| 4 | 4 | "New York City" | 26 April 2005 |
Miriam takes a train to New York City. Here she learns of Dickens' challenged relationship with international copyrights, his concerns about the lack of successful social reform in the US, and the Boz Ball which was held in Dickens' honour on Valentine's Day, 1842, which became the social event of the decade. Miriam travels to Roosevelt Island in the middle of the East River where Dickens visited a lunatic asylum, and then travels with police officers on night shift throughout Greenwich Village. Guest: Michael Patrick Hearn
| 5 | 5 | "Philadelphia" | 3 May 2005 |
In Philadelphia, Margolyes witnesses the only full-length statue of Charles Dickens, contradicting the author's express wish not to be memorialised in sculpture. Miriam visits the Dickens Fellowship, the Wanamaker Organ and Pennsylvania Hospital - all sites of Dickens' tour - as well as Eastern State Penitentiary, about which Dickens wrote at length. He was permitted to speak with some of the inmates during his journey.
| 6 | 6 | "Washington DC and Richmond" | 10 May 2005 |
Miriam follows in Dickens' footsteps by taking a boat down the Potomac River to Washington DC. Miriam learns that Dickens did not think Washington would survive as the capital of the US, since it had no strong non-government services or purpose to the country. Miriam tours the Library of Congress before going by train to Richmond, Virginia where she visits a tobacco farm. Dickens visited Richmond in the hopes of understanding the South's endorsement of slavery. Miriam meets Southern journalists and reverends, and is confronted by their opinions. Guests: Juan Williams, Bill Schneider
| 7 | 7 | "Pittsburgh to Louisville" | 17 May 2005 |
In Pittsburgh, Miriam learns about Dickens' interest in mesmerism and meets a Civil Rights Attorney specialising in prisoners' rights. She takes a paddleboat steamer down the Ohio River to Cincinnati, where she sees the beauty which Dickens cherishes and a first edition of Dombey and Son at the Mercantile Library. Miriam attends an etiquette dinner, noting that Dickens commented extensively on the perceived bad manners of Americans. Finally, in Louisville, Kentucky, Miriam stays at the Galt House Hotel. She meets linguist Martha Banette to understand the difference between Southern and Northern American Speech. Miriam is surprised by how Louisville locals can't agree on the pronunciation of their own city name.
| 8 | 8 | "St Louis & The Mid West" | 24 May 2005 |
Margolyes takes a steam-powered paddleboat down the Ohio River, following the route Dickens took. Margolyes notes that Dickens and his wife, Catherine, celebrated their 6th wedding anniversary while on the Mississippi River. Margolyes stops off in Cairo, Illinois, which served as a model for the disastrous development of Eden in Martin Chuzzlewitt. Margolyes discusses Cairo's history with Preston Ewing, Jr., a local historian. Margolyes visits a 9th grade class in St. Charles, Missouri and meets two Native Americans, from separate nations, Dana Klar and Noel Frazer. Margolyes and a companion take a picnic basket, similar to Dickens's and visit the Looking Glass Prairie.
| 9 | 9 | "Canada" | 31 May 2005 |
Originally Dickens was not going to write much about Canada, but he liked it so much that he spent five weeks there. Margolyes visits many of the same places Dickens did, including Niagara Falls and its accompanying museum, as well as Old Fort Niagara. Margolyes travels to Toronto where she meets Dickens collector Dan Calinescu of Boz and Friends Rare Books. In Montreal, she tours the city in a horse-drawn carriage, takes lessons on how to be a lady's maid, and becomes involved with a show put on by the Concordia University Theatre Department.
| 10 | 10 | "Journey's End" | 7 June 2005 |
Dickens had five days in New York before his ship sailed and he used it to see more of the state. He went up the Hudson River to West Point. Margolyes goes to visit the military academy and meets the cadets. She takes a tour of the Shaker Museum and Library in Old Chatham. Margolyes finishes her tour of America with a special performance at the Bruno Walter Auditorium at the New York Public Library on Saturday 18 December 2004. She is alone on stage and gives a riveting account of her travels. Like Dickens, Margolyes finds herself changed by her American journey.

ACTIVITY -> Using the episode summaries above, decide whether each statement agrees with them, answering yes or no and quoting the exact words that decide it. 1. Dickens spent five weeks in Canada. 2. Miriam reaches Washington DC by train. 3. Margolyes gave her New York Public Library performance on 18 December 2004.

DATA SECTION ->
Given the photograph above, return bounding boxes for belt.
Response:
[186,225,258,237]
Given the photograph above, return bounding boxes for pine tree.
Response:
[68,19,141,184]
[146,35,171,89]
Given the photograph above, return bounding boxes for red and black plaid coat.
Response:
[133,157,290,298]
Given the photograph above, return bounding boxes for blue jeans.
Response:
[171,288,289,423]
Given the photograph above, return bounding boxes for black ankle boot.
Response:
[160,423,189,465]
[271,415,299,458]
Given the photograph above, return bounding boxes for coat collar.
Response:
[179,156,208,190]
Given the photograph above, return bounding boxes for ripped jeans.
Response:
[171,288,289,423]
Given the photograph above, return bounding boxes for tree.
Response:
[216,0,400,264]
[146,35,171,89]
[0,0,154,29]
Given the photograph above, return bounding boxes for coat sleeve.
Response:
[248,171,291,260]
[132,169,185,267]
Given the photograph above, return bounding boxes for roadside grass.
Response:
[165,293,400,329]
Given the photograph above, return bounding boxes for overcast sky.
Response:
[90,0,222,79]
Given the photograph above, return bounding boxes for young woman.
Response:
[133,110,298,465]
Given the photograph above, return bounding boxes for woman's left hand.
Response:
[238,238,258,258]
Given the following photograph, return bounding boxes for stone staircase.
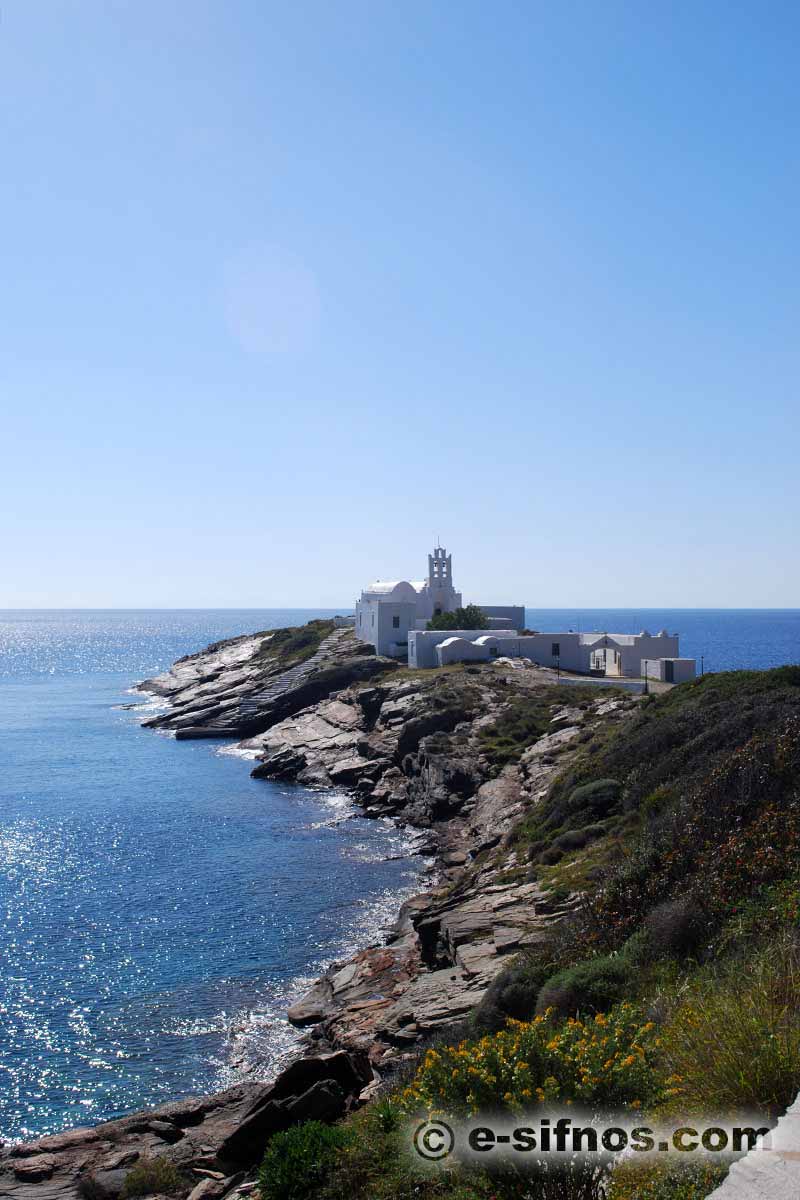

OUTPUT FOR THIS TASK ->
1. Yes: "he spent five weeks there."
2. No: "taking a boat down the Potomac River to Washington DC."
3. Yes: "on Saturday 18 December 2004."